Extracted data: Begin

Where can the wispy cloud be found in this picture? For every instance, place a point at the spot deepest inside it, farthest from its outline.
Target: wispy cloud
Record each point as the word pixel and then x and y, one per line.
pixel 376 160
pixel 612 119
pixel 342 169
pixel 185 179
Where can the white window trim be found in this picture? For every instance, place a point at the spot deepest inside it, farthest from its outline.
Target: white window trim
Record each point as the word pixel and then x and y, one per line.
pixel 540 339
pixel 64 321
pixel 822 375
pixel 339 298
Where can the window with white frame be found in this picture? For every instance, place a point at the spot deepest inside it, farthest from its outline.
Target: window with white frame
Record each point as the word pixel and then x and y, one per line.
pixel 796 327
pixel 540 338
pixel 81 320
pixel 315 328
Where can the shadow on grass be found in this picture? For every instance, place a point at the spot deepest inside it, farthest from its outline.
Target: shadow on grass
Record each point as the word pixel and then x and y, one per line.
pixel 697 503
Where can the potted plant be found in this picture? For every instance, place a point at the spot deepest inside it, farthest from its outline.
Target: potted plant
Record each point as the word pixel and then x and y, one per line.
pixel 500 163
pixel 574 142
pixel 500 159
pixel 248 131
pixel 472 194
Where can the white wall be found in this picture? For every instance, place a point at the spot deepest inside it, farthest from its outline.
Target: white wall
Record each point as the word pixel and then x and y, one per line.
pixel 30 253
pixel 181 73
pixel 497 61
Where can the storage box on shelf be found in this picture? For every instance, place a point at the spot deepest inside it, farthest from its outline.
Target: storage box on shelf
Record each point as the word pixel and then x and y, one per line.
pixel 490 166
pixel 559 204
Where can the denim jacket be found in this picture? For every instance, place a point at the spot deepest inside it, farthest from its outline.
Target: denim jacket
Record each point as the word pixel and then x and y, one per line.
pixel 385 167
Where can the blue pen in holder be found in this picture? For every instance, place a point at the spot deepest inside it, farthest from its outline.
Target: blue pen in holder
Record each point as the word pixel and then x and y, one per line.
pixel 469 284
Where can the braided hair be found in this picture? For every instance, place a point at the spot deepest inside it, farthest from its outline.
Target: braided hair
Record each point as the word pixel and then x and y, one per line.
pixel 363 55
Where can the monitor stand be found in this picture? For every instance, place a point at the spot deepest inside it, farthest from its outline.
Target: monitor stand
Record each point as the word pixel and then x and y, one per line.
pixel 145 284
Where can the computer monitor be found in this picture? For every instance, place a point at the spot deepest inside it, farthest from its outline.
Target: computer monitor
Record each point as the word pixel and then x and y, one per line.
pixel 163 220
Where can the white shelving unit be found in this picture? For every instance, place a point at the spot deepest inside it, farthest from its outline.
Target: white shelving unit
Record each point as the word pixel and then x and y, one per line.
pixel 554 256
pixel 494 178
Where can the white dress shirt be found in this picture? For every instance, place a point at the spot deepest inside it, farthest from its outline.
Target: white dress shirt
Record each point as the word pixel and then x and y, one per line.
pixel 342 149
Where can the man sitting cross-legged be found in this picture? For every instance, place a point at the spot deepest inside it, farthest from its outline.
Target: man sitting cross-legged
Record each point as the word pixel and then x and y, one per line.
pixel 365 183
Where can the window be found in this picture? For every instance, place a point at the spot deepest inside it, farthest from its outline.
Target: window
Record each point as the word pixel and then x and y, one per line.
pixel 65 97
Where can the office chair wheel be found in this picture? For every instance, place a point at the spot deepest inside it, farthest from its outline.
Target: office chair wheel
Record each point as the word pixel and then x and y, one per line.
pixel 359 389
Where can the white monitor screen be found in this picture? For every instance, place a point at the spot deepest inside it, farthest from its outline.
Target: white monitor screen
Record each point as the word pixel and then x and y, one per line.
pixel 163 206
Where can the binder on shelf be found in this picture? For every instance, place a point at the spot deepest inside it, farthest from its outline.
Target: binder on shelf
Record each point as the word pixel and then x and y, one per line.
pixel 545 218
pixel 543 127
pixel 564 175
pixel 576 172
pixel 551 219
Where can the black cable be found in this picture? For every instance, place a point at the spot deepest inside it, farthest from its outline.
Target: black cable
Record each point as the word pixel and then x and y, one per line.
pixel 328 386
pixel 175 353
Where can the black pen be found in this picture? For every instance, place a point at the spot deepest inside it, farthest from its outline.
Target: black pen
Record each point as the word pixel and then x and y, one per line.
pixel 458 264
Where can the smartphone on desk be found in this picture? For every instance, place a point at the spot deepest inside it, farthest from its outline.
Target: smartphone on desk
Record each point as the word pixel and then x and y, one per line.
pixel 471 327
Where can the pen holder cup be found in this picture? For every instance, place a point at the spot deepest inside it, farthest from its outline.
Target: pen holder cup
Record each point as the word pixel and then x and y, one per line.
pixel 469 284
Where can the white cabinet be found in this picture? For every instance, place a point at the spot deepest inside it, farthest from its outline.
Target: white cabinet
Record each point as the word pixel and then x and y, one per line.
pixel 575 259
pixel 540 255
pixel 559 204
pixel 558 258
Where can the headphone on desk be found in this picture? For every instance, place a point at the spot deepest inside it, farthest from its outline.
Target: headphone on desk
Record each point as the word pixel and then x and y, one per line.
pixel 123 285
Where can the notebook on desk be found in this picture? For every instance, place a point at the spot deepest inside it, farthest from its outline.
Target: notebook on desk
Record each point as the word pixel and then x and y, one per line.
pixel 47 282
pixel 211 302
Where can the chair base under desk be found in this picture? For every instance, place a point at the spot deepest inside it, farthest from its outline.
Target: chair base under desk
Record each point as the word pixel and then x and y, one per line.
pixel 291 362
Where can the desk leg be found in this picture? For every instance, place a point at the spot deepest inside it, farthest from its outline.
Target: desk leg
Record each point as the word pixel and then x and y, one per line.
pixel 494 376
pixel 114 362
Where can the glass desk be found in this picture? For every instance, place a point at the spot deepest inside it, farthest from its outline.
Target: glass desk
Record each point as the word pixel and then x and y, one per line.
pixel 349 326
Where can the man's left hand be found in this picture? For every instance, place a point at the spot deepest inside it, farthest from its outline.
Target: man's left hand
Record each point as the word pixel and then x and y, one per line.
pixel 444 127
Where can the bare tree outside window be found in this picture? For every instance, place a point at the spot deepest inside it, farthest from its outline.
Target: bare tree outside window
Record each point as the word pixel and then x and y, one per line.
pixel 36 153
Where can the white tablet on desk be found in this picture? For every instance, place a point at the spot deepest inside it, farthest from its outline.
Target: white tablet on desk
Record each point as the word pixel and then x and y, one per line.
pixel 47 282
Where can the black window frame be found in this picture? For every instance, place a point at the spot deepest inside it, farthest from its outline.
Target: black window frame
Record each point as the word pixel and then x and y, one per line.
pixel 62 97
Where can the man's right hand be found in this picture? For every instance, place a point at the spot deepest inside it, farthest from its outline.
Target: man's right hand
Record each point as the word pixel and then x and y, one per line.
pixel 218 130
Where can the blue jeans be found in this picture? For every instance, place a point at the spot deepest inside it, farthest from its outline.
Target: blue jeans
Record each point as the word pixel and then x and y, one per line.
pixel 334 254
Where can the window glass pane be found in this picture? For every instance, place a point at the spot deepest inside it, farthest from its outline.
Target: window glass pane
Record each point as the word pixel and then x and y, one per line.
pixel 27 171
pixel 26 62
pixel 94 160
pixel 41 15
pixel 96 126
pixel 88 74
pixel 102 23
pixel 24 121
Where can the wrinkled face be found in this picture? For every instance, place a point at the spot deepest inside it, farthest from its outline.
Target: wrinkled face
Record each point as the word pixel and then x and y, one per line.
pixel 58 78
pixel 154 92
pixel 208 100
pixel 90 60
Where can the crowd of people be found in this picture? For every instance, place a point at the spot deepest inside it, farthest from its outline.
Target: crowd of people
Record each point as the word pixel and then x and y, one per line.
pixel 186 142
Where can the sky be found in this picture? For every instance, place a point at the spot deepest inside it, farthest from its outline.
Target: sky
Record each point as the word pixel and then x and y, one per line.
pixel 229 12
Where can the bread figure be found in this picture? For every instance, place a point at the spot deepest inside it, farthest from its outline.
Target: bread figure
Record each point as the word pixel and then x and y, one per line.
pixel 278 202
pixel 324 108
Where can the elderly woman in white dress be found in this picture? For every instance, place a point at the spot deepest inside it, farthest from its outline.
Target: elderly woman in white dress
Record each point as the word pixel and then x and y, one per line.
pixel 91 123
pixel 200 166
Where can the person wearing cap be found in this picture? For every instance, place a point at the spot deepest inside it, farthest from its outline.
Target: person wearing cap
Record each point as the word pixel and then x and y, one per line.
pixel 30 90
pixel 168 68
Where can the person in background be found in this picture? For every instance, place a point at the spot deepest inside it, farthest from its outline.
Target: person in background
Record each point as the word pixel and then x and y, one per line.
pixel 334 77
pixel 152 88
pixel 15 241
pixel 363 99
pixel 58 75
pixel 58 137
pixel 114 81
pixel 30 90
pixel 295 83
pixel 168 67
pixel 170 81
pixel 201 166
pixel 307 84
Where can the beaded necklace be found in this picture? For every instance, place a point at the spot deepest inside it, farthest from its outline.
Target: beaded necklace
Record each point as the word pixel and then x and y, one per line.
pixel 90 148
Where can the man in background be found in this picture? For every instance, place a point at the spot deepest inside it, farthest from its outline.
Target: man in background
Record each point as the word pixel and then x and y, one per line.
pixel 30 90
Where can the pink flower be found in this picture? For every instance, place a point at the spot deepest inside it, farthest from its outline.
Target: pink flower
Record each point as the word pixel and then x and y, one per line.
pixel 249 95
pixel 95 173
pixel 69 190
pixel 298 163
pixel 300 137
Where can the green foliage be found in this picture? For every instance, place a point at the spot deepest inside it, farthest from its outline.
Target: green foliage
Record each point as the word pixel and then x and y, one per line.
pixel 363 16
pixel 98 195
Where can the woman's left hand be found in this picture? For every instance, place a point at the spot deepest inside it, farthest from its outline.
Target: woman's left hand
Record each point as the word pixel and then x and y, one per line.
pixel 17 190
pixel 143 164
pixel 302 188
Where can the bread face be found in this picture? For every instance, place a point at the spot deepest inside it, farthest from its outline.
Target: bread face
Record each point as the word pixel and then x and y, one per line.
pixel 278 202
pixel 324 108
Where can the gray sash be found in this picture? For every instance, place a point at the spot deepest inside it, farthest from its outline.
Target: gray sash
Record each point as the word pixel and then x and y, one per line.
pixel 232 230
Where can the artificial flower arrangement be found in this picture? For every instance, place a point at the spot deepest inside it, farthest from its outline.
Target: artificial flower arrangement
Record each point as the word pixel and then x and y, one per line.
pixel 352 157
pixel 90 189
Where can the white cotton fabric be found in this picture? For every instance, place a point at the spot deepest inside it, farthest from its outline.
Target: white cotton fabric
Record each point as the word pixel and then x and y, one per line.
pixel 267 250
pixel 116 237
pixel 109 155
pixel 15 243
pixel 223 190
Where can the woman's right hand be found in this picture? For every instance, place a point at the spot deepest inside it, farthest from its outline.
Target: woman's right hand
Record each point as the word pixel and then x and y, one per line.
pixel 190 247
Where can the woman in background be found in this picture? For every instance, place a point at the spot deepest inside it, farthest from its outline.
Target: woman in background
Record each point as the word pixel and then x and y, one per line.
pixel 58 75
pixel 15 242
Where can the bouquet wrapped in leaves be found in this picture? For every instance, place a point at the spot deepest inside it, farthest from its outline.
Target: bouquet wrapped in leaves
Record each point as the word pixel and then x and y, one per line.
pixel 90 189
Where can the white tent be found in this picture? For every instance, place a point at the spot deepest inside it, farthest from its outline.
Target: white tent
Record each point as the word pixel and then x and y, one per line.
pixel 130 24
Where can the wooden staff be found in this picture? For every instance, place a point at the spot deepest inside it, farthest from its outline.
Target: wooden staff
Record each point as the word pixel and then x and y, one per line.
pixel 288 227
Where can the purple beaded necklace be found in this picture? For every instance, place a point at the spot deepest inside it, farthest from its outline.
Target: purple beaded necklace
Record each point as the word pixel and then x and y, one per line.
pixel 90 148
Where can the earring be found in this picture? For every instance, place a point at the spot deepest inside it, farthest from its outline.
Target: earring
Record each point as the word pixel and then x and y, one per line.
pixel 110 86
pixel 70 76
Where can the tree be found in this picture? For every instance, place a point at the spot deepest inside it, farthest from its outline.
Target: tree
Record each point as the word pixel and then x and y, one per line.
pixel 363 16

Extracted data: End

**Required action**
Look back at the entries above. Retype the line with "Where can the crowd", the line with "Target: bread figure", and all lines in between.

**Written answer**
Where can the crowd of people be found in this picture? For every instance, place a point at the spot deepest inside it, farthest from its outline.
Target: crowd of people
Record each point as the word pixel and then x and y, one per line.
pixel 186 142
Where can the sky be found in this picture? For every instance, place a point at the spot deepest inside it, farthest from its outline.
Target: sky
Record each point as the word pixel and then x and y, one per line.
pixel 229 12
Where can the bread figure be found in this picture? For every instance, place a point at the spot deepest inside it, farthest from its outline.
Target: bread figure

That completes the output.